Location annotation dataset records
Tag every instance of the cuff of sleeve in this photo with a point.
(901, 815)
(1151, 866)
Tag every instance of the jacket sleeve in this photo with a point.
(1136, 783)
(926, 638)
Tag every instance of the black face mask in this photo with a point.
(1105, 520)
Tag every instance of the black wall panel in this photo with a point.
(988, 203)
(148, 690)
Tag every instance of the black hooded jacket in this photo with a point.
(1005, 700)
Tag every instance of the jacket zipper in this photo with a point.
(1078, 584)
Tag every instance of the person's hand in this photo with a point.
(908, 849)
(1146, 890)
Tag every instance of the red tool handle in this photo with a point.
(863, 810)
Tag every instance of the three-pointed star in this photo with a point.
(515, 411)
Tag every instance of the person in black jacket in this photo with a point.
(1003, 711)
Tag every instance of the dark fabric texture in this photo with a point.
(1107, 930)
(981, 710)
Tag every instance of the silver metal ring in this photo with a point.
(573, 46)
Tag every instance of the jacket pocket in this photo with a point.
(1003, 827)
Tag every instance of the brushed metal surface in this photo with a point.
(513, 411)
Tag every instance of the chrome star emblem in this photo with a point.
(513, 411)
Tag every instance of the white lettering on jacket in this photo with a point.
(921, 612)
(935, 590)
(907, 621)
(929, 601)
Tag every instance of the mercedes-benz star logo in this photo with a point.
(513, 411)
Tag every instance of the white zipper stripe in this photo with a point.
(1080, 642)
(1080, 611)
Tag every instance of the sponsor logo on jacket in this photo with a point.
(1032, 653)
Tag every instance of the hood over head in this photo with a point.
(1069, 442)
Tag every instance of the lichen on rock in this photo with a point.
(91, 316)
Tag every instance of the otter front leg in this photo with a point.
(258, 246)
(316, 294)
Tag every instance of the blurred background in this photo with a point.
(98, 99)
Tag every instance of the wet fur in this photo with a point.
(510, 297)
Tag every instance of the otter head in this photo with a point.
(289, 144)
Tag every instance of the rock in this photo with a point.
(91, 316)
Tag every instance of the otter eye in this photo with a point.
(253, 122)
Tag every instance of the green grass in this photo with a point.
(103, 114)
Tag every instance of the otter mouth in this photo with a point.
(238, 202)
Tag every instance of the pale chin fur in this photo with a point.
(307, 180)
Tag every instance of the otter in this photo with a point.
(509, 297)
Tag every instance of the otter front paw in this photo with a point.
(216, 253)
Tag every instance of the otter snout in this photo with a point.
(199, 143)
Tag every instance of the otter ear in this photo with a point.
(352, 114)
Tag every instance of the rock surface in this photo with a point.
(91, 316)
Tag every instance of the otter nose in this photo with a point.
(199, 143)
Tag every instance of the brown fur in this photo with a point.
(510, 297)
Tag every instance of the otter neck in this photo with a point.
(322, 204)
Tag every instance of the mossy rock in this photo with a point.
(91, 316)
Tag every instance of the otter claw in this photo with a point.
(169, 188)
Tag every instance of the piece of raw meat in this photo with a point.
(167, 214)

EXERCISE INSTRUCTIONS:
Copy out all of the records above word for word, keeping every line in its original order.

OUTPUT FOR THIS EXERCISE:
Tag every instance of the cuff of sleeve in this photo with a point.
(901, 815)
(1151, 866)
Tag every instance of the jacket sleeve in this photo with a point.
(1136, 783)
(926, 638)
Tag every instance of the black face mask in this photo with a point.
(1105, 520)
Tag every instance of the black wall panel in this photo with a point.
(988, 203)
(148, 690)
Tag every instance of the black hooded jacket in this photo with a point.
(1005, 700)
Tag every instance of the jacket zipper in this photo with a point.
(1078, 584)
Tag every instance of the person's hand in this photo with a point.
(908, 849)
(1146, 890)
Tag every instance of the red tool handle in this photo with a point.
(863, 810)
Tag every instance of the three-pointed star in this photo with a point.
(515, 411)
Tag every instance of the person in black jacket in this photo with a point.
(1003, 711)
Tag every instance of the dark fabric texture in this photo with a point.
(1107, 930)
(981, 710)
Tag every instance of the silver metal ring in this photo with a point.
(573, 46)
Tag every instance of the jacket pocket in this photo with a point.
(1003, 827)
Tag every instance of the brushed metal surface in this photo with a point.
(513, 411)
Tag every instance of the chrome star emblem in this photo with a point.
(513, 411)
Tag every instance of the white lettering on jacket in this photo with a point.
(921, 612)
(935, 590)
(907, 621)
(929, 601)
Tag every instance of the mercedes-benz star logo in this photo with a point.
(513, 411)
Tag every instance of the white zipper stripe in this photo with a point.
(1080, 642)
(1080, 611)
Tag every instance of the sponsor logo on jacket in this photo with a point.
(1032, 653)
Tag every instance of the hood over head in this photo with a point.
(1069, 442)
Tag every instance of the lichen on rock in this photo with a point.
(91, 316)
Tag every instance of the otter front leg in this photo with a point.
(258, 246)
(316, 294)
Tag every instance of the blurred background in this photo with a point.
(98, 99)
Tag every instance of the wet fur in this photo with a point.
(510, 297)
Tag every instance of the otter head in this photo with a point.
(289, 144)
Tag every instance of the rock in this photo with a point.
(91, 316)
Tag every instance of the otter eye in this photo with a point.
(253, 122)
Tag every instance of the green grass in this photo with a point.
(103, 114)
Tag every instance of the otter mouth in this photo with a point.
(238, 202)
Tag every instance of the pale chin fur in this photo with a point.
(307, 180)
Tag every instance of the otter in this photo with a point.
(509, 297)
Tag every instance of the otter front paw in this photo with a point.
(216, 253)
Tag every instance of the otter snout in this photo with a point.
(199, 143)
Tag every instance of the otter ear in this photo with a point.
(352, 114)
Tag every instance of the rock surface in this photo with a point.
(91, 316)
Tag every instance of the otter nose in this photo with a point.
(199, 143)
Tag every instance of the brown fur in this photo with a point.
(510, 297)
Tag every instance of the otter neck in this photo with a point.
(322, 204)
Tag every instance of the mossy rock in this photo with a point.
(91, 316)
Tag every instance of the otter claw in this photo with a point.
(169, 188)
Tag every instance of the piece of raw meat in this photo with a point.
(167, 214)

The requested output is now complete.